# Required work:
The response must contain every record, repeated exactly.

======== Raw data ========

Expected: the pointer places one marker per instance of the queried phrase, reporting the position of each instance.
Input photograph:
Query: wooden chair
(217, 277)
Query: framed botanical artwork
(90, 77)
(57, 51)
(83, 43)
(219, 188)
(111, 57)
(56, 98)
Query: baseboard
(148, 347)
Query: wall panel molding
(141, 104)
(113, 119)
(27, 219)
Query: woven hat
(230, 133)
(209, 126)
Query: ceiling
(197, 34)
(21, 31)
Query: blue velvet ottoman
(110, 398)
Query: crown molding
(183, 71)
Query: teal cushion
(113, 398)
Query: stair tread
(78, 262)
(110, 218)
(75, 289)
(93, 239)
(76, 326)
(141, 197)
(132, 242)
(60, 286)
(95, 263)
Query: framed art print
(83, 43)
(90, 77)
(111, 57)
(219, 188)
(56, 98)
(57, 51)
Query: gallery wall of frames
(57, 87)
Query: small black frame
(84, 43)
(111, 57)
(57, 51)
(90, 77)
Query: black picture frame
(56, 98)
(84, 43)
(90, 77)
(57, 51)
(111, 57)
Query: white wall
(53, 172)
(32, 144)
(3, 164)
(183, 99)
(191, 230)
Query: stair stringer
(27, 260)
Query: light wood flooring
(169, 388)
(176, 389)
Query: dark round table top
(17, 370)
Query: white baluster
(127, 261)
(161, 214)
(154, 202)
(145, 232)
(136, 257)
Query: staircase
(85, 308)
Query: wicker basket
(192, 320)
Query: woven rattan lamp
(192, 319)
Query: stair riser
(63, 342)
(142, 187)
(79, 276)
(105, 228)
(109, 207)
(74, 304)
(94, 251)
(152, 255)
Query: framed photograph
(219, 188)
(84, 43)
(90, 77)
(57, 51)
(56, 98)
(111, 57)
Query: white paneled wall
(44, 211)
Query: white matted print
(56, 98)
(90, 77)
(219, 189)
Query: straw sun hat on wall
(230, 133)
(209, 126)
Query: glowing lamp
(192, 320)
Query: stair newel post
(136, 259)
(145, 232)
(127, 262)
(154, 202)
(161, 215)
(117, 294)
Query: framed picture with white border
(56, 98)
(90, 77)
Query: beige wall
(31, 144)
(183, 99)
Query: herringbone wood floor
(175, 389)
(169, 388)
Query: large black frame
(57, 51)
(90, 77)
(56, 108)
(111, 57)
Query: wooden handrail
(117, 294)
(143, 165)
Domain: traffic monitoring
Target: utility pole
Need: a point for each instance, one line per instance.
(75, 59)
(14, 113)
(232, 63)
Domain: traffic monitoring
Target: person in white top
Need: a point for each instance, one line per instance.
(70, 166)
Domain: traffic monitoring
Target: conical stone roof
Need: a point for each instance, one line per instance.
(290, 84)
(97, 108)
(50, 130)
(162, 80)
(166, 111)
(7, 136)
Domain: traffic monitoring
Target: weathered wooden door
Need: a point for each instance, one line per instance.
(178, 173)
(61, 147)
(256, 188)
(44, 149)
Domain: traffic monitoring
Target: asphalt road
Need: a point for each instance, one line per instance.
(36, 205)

========

# Answer space:
Expected: the pointer places one marker per instance of the queried phrase, reporting the position of each instance.
Input photograph:
Query: wooden chair
(217, 277)
Query: framed botanical artwork
(90, 77)
(57, 51)
(83, 43)
(219, 188)
(111, 57)
(56, 98)
Query: baseboard
(148, 347)
Query: wall panel molding
(141, 104)
(113, 119)
(27, 219)
Query: woven hat
(230, 133)
(209, 126)
Query: ceiling
(197, 34)
(21, 31)
Query: blue velvet ottoman
(110, 398)
Query: crown molding
(183, 71)
Query: teal cushion
(113, 398)
Query: stair tread
(78, 262)
(110, 218)
(75, 289)
(93, 239)
(76, 326)
(141, 197)
(132, 242)
(60, 286)
(95, 263)
Query: framed art print
(83, 43)
(90, 77)
(111, 57)
(219, 188)
(56, 98)
(57, 51)
Query: gallery wall of frames
(57, 87)
Query: small black frame
(84, 43)
(111, 57)
(57, 51)
(90, 77)
Query: black picture frame
(56, 98)
(84, 43)
(90, 77)
(57, 51)
(111, 57)
Query: white wall
(53, 172)
(32, 144)
(3, 164)
(183, 99)
(191, 230)
Query: stair stringer
(27, 260)
Query: light wood flooring
(169, 388)
(176, 389)
Query: dark round table top
(17, 370)
Query: white baluster
(127, 261)
(161, 214)
(154, 202)
(145, 232)
(136, 257)
Query: staircase
(85, 308)
Query: wicker basket
(192, 320)
Query: woven rattan lamp
(192, 319)
Query: stair riser
(63, 342)
(142, 187)
(79, 276)
(105, 228)
(109, 207)
(74, 304)
(94, 251)
(152, 255)
Query: framed photograph
(219, 188)
(84, 43)
(90, 77)
(57, 51)
(56, 98)
(111, 57)
Query: white paneled wall
(44, 211)
Query: white matted print
(56, 98)
(90, 77)
(219, 189)
Query: straw sun hat on wall
(230, 133)
(209, 126)
Query: glowing lamp
(192, 320)
Query: stair newel post
(136, 259)
(145, 232)
(127, 262)
(154, 202)
(161, 215)
(117, 294)
Query: framed picture with white border
(56, 98)
(90, 77)
Query: beige wall
(31, 144)
(183, 99)
Query: herringbone wood floor
(175, 389)
(169, 388)
Query: large black frame
(57, 51)
(90, 77)
(56, 108)
(111, 57)
Query: wooden handrail
(117, 294)
(143, 165)
Domain: traffic monitoring
Target: utility pole
Need: a point for each instance, one line per instance.
(75, 59)
(14, 113)
(232, 63)
Domain: traffic monitoring
Target: person in white top
Need: a point for each instance, one line per instance.
(70, 166)
Domain: traffic monitoring
Target: conical stone roof
Need: a point for each instance, one line per instance.
(290, 84)
(97, 108)
(50, 130)
(162, 80)
(166, 111)
(7, 136)
Domain: traffic monitoring
Target: weathered wooden door
Need: a point for each instance, one line per instance.
(178, 173)
(61, 147)
(256, 188)
(44, 149)
Domain: traffic monitoring
Target: asphalt road
Need: a point for each instance, one line per instance.
(36, 205)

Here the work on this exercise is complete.